KNZR-FM (97.7 MHz) is a commercial radio station licensed to Shafter, California, and broadcasting to the Bakersfield radio market. KNZR-FM airs a talk radio format simulcast with co-owned AM 1560 KNZR.  It is owned by Alpha Media, LLC, through licensee Alpha Media Licensee LLC.  The studios and offices are on Pegasus Drive in Bakersfield.

KNZR-FM has an effective radiated power (ERP) of 4,100 watts.  It is a Class A FM station, limited to the communities in and adjacent to Bakersfield.  The transmitter is off Warehouse Road in Oildale.

Programming
The schedule on KNZR-AM-FM is mostly syndicated conservative talk shows.  Weekdays begin with The Glenn Beck Program followed by The Rush Limbaugh Show, The Sean Hannity Show, The Mark Levin Show, Coast to Coast AM with George Noory and Hugh Hewitt.

On weekends, syndicated shows include Handel On The Law with Bill Handel, Somewhere in Time with Art Bell and The Tech Guy with Leo Laporte.  Most hours begin with world and national news from Fox News Radio. The only local show on the weekends is the very highly rated Crusin' to the Oldies, hosted by Lugnut Larry Thomas. Crusin' to the Oldies features a wide variety of classic rock, pop, soul and R&B music from the 1950' through the 1970's. It's known to draw more listeners than many of the weekday programs.

History

Early years
The station signed on the air on March 3, 1978 as KQEZ.  The following year, it switched its call sign to KMGN, airing a country music format.  The station was owned by Brandon-Dorsey Communications.

In 1986, Community Service Broadcasters took over as debtor in possession.  The call letters switched to KKBB and the station featured an album rock sound, using NBC Radio's "The Source" young adult network for news and features.  In 1996, the station switched to a Regional Mexican format as KRME, when it was owned by Spanish-language broadcaster Eduardo Caballero.

The station was assigned the KSMJ call letters by the Federal Communications Commission on February 6, 2001.  As its call sign implies, the station carried a smooth jazz format.

Changes in ownership
Buckley Broadcasting acquired KSMJ in 2001.  Buckley decided to pair 97.7 FM with AM 1560, to give Bakersfield listeners the choice to hear the talk programming on KNZR on either AM or FM.  KSMJ changed to its current KNZR-FM call sign on September 11, 2013.  The two stations began simulcasting around the clock.

In 2014, Buckley Broadcasting sold its California stations, including KNZR-AM-FM, to Alpha Media of Portland, Oregon.  Alpha Media Chairman Larry Wilson said, "The Buckley clusters in California will be a great addition to the West Coast footprint.  Bakersfield is a rich and vibrant city full of live and local opportunities."
-=-=-
▸ INSTRUCTIONS FOR THE TASK
Answer these questions using the text on KNZR-FM.
1. Where is the station's transmitter located?
2. What call sign did the station use when it first signed on the air in 1978?
3. To which company did Buckley Broadcasting sell its California stations in 2014?

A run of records
-=-=-
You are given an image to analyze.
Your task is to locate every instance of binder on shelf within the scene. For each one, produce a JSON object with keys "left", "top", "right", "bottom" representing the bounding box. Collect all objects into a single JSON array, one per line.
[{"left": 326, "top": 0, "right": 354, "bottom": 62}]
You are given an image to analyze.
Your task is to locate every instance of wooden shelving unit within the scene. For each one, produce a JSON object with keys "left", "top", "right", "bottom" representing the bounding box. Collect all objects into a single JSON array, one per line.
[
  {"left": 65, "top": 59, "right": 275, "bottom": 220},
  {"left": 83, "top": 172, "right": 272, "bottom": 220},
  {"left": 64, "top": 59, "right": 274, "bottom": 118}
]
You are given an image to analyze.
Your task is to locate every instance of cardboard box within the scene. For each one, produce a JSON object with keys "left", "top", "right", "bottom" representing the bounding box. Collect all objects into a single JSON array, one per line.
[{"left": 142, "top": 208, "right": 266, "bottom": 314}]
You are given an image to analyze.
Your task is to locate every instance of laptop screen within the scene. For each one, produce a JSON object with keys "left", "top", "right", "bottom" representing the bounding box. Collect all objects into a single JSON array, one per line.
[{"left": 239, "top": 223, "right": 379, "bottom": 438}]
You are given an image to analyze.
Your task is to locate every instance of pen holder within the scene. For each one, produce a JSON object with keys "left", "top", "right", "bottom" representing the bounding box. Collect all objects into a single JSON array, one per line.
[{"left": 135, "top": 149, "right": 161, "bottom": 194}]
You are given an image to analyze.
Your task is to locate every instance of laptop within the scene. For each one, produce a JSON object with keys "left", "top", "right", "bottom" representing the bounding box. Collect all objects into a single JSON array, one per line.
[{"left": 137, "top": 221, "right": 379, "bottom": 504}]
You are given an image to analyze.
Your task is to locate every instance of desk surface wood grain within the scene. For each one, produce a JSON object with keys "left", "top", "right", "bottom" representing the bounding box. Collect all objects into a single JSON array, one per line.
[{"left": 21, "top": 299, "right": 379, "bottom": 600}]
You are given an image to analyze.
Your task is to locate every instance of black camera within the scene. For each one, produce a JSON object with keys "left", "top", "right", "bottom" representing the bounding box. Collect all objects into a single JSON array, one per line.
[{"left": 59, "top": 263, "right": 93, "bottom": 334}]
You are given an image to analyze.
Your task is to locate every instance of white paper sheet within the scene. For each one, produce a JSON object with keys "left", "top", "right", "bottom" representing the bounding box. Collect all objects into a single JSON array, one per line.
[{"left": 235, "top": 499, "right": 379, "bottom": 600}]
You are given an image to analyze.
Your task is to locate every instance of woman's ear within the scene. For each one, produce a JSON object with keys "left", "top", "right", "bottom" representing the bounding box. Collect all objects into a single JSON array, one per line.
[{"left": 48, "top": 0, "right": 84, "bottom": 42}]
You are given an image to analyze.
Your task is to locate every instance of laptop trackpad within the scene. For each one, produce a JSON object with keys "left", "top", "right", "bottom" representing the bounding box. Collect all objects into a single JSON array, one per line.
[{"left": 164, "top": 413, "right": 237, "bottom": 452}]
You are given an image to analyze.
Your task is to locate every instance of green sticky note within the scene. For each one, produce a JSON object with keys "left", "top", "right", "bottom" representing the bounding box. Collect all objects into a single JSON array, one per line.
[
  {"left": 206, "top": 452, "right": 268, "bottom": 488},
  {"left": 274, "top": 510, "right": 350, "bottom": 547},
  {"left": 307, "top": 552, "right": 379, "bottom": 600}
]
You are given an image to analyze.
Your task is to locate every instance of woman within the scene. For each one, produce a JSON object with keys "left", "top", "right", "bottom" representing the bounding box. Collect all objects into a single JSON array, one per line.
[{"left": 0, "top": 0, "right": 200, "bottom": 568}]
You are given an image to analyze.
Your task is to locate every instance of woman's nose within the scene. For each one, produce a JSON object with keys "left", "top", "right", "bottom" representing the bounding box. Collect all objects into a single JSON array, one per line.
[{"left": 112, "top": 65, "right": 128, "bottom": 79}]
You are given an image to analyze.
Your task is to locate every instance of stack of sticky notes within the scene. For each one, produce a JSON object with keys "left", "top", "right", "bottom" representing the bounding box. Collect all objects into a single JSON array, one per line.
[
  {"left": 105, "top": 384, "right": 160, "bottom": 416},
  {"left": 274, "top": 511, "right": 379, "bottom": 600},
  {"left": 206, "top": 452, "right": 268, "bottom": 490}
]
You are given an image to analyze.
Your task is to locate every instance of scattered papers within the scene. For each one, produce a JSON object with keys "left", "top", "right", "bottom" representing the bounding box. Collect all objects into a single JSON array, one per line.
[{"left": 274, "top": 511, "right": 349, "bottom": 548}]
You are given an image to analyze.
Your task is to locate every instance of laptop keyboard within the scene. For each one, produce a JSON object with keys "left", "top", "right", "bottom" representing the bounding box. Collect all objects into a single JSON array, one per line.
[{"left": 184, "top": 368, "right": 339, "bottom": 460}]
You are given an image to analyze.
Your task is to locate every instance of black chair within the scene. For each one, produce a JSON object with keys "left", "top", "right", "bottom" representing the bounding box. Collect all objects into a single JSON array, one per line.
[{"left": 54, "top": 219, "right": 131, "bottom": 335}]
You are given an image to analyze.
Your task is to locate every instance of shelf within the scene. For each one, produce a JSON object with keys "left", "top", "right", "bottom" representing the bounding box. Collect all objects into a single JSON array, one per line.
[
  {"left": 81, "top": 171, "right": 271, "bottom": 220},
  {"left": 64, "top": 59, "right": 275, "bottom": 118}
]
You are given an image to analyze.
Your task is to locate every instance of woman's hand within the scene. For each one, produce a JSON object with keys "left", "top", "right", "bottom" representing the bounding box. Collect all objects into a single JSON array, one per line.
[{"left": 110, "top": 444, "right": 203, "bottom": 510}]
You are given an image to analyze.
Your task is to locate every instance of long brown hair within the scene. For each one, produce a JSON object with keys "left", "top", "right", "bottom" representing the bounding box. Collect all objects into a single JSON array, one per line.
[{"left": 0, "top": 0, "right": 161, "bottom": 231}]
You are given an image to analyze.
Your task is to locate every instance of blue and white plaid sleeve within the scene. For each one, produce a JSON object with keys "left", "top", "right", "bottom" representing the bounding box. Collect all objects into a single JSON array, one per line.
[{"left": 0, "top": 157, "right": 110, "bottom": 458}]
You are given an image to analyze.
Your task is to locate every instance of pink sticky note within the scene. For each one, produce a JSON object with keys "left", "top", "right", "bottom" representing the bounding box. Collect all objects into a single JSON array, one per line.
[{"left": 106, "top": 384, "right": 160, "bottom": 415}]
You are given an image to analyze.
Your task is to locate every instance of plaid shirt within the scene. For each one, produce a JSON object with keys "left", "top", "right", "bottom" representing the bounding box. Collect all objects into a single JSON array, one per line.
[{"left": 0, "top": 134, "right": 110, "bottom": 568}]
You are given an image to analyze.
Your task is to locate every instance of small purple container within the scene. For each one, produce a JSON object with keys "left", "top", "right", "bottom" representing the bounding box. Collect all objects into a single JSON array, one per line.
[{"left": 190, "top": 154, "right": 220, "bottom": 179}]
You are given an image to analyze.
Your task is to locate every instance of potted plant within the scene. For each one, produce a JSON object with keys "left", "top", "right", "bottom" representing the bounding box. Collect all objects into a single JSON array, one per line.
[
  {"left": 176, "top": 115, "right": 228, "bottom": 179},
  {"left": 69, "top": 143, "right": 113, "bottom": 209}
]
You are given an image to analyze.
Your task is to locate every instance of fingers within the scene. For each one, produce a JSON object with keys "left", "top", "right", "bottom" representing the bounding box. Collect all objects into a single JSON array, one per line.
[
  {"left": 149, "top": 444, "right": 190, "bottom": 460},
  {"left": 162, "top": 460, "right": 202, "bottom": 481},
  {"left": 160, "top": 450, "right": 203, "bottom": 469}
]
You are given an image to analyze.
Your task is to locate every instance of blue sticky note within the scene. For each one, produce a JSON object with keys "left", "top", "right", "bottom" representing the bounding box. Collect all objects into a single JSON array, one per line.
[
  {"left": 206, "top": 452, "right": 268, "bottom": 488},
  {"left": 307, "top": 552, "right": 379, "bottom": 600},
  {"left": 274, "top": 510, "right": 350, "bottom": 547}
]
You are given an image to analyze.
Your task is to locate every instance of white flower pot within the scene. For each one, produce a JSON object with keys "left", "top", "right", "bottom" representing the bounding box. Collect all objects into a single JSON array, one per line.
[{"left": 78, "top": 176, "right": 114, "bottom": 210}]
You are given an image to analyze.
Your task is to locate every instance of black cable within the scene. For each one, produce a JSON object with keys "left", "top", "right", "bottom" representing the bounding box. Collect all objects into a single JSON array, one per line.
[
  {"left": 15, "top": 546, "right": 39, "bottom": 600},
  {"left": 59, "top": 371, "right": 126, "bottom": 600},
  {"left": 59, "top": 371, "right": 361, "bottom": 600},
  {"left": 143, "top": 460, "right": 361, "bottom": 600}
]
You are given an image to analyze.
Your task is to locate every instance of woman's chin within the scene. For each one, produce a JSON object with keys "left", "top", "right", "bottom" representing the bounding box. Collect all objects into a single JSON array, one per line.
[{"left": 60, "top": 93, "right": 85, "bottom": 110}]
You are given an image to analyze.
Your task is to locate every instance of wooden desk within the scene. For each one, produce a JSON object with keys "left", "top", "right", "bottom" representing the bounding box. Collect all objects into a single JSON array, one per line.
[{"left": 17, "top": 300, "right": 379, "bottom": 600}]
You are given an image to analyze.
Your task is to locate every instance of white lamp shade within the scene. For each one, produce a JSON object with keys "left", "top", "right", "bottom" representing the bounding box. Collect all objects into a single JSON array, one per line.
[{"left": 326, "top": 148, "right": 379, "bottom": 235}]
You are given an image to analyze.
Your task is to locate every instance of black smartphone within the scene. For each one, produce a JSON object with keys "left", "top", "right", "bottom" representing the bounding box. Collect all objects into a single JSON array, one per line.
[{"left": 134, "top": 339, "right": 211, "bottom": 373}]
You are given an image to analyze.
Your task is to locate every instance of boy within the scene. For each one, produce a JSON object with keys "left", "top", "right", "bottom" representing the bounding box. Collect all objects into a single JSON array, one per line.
-=-=-
▸ EXERCISE RESULT
1. Off Warehouse Road in Oildale.
2. KQEZ.
3. Alpha Media of Portland, Oregon.